# Problems to solve:
A – In the mentoring passage, what model does the sample program apply as it serves the undergraduate population?
B – In one to three sentences, explain why the sample program in the mentoring passage tracks how many students take part and which programs they come from.
C – Write out everything in the mentoring passage from "Our mentoring program" down to "the broadest audiences.".

# Article:
# # # # # # #
Who participates in and benefits from our mentoring initiatives or activities? Who is our target audience? Context may matter here as well; if your institution has established focal audiences such as first-generation or transfer students for mentoring support, you may be guided by these larger institutional objectives; such goals may also indicate the availability of systemic support and resources. A sample statement could sound like this:

Our mentoring program applies a developmental networks model as it serves the entire undergraduate population of our institution. We provide students many opportunities to identify, meet, and join different academic, professional, and social networks over their undergraduate careers. One measure of our success is students’ personal nominations of the faculty, staff, and student communities they engage. We also monitor how many students participate and from which programs, to ensure our program outreach connects with the broadest audiences.
# # # # # # #
# Given information:
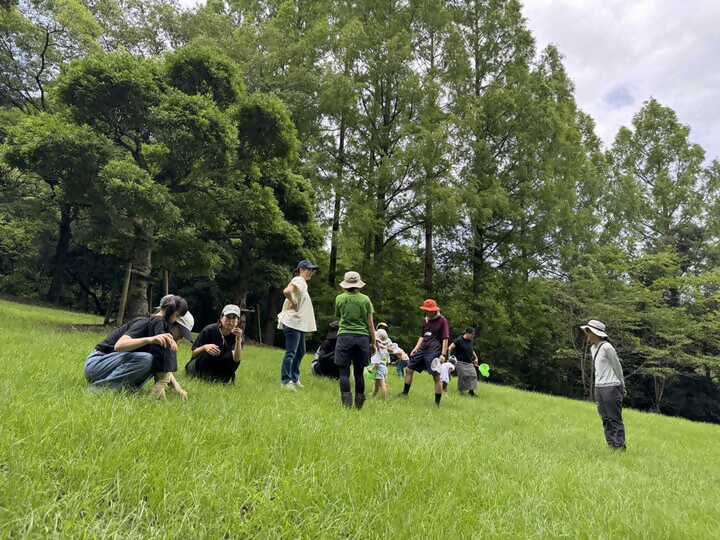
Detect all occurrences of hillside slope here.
[0,301,720,538]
# # # # # # #
# Responses to the exercise:
A – A developmental networks model.

B – The program tracks participation numbers and students' programs to make sure its outreach reaches the broadest audiences.

C –
Our mentoring program applies a developmental networks model as it serves the entire undergraduate population of our institution. We provide students many opportunities to identify, meet, and join different academic, professional, and social networks over their undergraduate careers. One measure of our success is students’ personal nominations of the faculty, staff, and student communities they engage. We also monitor how many students participate and from which programs, to ensure our program outreach connects with the broadest audiences.